BRANO:
- - -

Tornare. Un verbo che in Sardegna ha avuto a lungo il sapore della sconfitta, come se rientrare nell’isola significasse in qualche modo arrendersi a un destino di marginalità. Eppure, negli ultimi anni, tornare sta assumendo un significato completamente diverso: diventa un atto rivoluzionario, una scelta consapevole di futuro.

A Seneghe, borgo di 1.700 anime del Montiferru, sta accadendo qualcosa di straordinario grazie a un gruppo di giovani che sta riscrivendo il significato stesso del “ritorno”, non come ripiego, ma come scelta audace che sfida le narrative dominanti dello spopolamento delle aree interne.
Quello che rende unica questa storia è la sua dimensione collettiva. Non parliamo di singoli eroi che decidono di investire nella propria terra, ma di una comunità che si è ricomposta attraverso il ritorno. Undici giovani professionisti provenienti da vari settori – biotecnologi, ingegneri, architetti, operatori turistici, comunicatori, gastronomi, grafici, antropologi, operai – che hanno scelto di mettere in comune le proprie competenze ma soprattutto i propri sogni di cambiamento.
La cooperativa che hanno fondato porta un nome evocativo: Mussura deriva da “s’ora ‘e sa mussura“, il momento del plenilunio quando la tradizione sarda consiglia di sospendere il lavoro nei campi. Una pausa che, simbolicamente, questi giovani hanno trasformato in un momento di riflessione attiva, di progettazione del futuro. Hanno preso ciò che la tradizione indicava come un tempo di attesa e l’hanno trasformato in un tempo di azione e cambiamento.
Conosco personalmente alcuni dei soci di Mussura, e ciò che mi ha sempre colpita è la loro capacità di trasformare la nostalgia – quel sentimento che spesso accompagna chi torna – in energia progettuale. Non sono tornati per replicare il passato, ma per reinventare il presente. Il loro esperimento di rigenerazione territoriale parte dal vino, ma abbraccia dimensioni molto più ampie: il recupero dei saperi tradizionali, la creazione di nuove economie sostenibili, la riattivazione di legami comunitari che sembravano perduti.
Per alcuni è un’idea coraggiosa, per altri una follia, ma chi ha avuto modo di conoscere da vicino questa realtà sa che c’è qualcosa di più profondo: la consapevolezza che il territorio in cui si è nati non è solo un luogo fisico, ma un patrimonio di valori, conoscenze e possibilità che merita di essere preservato e reinterpretato. È questa la consapevolezza che hanno scelto di raccontare attraverso la terra, attraverso i vigneti recuperati, attraverso vini che sono narrazioni liquide di un territorio che rinasce.
Sono stata a trovarli domenica in occasione di un pranzo in collaborazione con chi, sin dall’inizio della loro avventura, li appoggia e sostiene condividendone valori e filosofia, ovvero lo chef Pierluigi Fais di Josto, originario di Bonarcado, paese poco distante e con cui hanno pensato a un pranzo abbinato alle quattro etichette di Mussura.

- - -

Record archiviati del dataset

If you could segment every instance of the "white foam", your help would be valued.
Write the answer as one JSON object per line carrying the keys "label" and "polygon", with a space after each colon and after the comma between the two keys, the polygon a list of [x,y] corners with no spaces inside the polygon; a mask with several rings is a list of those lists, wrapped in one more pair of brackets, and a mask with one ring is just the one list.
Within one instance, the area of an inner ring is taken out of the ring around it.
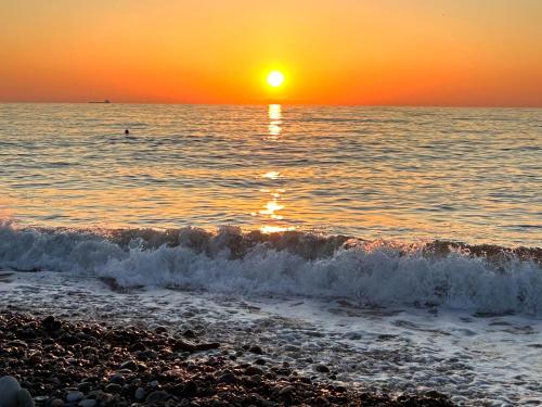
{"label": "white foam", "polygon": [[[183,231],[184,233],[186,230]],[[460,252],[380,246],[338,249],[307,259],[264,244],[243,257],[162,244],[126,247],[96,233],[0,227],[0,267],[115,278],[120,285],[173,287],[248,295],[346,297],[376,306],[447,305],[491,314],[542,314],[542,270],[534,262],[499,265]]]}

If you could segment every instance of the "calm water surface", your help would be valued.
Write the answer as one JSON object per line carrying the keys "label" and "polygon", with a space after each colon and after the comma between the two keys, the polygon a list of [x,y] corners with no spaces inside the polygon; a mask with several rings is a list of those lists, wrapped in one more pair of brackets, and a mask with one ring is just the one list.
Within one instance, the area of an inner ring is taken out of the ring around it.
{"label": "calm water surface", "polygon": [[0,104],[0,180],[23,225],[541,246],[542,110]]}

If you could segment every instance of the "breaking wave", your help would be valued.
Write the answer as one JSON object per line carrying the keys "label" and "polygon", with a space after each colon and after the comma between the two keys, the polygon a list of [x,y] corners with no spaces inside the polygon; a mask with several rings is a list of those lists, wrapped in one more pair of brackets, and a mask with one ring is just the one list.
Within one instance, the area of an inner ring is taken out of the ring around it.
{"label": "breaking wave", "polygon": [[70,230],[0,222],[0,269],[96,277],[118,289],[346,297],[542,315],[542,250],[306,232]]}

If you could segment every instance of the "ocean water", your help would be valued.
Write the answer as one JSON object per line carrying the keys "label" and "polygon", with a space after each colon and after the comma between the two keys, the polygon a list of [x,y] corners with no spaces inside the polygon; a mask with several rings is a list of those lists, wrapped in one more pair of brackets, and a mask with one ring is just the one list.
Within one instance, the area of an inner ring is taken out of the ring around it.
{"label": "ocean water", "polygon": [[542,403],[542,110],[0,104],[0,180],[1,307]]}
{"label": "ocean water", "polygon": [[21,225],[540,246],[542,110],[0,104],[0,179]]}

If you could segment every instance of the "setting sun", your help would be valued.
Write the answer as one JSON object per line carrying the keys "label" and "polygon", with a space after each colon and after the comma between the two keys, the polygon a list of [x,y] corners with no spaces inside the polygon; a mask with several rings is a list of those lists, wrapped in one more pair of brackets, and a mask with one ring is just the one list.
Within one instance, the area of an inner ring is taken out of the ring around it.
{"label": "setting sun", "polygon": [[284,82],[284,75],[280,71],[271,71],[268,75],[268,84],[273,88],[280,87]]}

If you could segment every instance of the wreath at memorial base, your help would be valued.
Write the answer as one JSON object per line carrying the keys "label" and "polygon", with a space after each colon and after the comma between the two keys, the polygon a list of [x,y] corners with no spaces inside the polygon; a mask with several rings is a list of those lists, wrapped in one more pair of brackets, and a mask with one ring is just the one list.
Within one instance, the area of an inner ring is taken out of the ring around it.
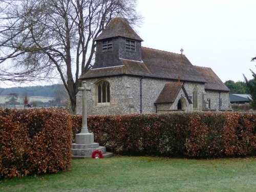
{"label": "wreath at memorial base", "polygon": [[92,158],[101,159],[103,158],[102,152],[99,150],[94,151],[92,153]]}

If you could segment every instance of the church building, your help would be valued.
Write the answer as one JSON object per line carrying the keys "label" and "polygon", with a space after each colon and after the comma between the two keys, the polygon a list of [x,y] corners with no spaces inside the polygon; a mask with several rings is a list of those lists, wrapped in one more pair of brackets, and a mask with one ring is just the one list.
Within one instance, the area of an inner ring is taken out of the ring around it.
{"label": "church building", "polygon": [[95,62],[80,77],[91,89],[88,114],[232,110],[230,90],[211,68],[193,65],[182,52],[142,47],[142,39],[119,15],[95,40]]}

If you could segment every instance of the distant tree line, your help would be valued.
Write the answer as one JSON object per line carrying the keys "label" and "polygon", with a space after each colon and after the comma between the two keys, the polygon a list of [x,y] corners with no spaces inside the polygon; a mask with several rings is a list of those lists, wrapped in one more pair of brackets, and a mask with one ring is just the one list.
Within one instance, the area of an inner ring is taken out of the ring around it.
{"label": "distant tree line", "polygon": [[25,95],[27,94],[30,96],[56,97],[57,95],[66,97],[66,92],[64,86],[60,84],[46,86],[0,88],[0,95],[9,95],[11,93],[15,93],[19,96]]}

- - -

COMPITO DA SVOLGERE:
Trascrivi senza modifiche, dal brano sulla cooperativa di Seneghe, la parte che si apre con le parole contenenti “Quello che rende” e si chiude con “sogni di cambiamento.”.

RISULTATO FINALE:
Quello che rende unica questa storia è la sua dimensione collettiva. Non parliamo di singoli eroi che decidono di investire nella propria terra, ma di una comunità che si è ricomposta attraverso il ritorno. Undici giovani professionisti provenienti da vari settori – biotecnologi, ingegneri, architetti, operatori turistici, comunicatori, gastronomi, grafici, antropologi, operai – che hanno scelto di mettere in comune le proprie competenze ma soprattutto i propri sogni di cambiamento.